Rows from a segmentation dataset
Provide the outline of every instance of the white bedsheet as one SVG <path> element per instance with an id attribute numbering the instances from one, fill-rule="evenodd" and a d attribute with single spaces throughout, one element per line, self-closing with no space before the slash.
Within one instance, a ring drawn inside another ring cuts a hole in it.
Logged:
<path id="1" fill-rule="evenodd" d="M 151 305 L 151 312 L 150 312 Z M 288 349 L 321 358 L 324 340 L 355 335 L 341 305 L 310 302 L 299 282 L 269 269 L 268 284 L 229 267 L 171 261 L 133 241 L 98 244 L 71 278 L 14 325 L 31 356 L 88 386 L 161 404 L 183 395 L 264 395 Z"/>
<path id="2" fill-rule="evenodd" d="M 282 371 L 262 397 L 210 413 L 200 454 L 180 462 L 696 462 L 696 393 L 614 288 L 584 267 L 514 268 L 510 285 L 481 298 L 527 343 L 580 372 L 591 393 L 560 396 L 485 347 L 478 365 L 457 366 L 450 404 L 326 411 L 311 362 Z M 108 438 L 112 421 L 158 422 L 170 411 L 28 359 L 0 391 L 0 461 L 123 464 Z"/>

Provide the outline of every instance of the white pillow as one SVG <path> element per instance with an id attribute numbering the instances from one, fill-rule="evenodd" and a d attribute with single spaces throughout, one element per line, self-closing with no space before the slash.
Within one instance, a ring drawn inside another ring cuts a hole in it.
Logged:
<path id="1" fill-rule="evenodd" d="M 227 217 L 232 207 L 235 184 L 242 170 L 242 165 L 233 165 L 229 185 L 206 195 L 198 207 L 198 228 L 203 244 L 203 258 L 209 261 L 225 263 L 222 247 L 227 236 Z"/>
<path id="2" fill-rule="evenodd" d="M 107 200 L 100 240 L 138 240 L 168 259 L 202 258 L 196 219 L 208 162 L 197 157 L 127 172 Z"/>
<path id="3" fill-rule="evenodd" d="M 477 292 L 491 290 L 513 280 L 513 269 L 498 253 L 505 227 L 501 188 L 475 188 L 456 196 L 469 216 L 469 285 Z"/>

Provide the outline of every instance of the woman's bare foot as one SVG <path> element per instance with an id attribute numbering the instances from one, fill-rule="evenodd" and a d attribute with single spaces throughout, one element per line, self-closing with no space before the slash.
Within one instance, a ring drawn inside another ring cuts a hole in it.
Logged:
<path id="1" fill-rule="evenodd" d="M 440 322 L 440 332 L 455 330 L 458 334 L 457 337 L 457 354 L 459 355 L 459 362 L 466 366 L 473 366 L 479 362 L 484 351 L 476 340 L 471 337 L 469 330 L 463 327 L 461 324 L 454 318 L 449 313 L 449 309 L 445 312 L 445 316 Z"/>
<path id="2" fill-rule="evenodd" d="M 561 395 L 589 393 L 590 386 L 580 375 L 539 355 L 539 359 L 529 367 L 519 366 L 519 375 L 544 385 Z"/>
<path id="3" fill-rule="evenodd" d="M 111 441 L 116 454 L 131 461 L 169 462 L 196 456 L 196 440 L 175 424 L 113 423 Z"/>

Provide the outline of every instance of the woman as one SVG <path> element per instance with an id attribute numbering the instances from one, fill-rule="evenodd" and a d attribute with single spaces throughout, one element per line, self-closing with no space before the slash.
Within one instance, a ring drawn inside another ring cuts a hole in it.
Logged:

▶ [Exercise]: Count the lines in the records above that contain the string "woman", with case counting. Give only the number.

▶ [The output]: 2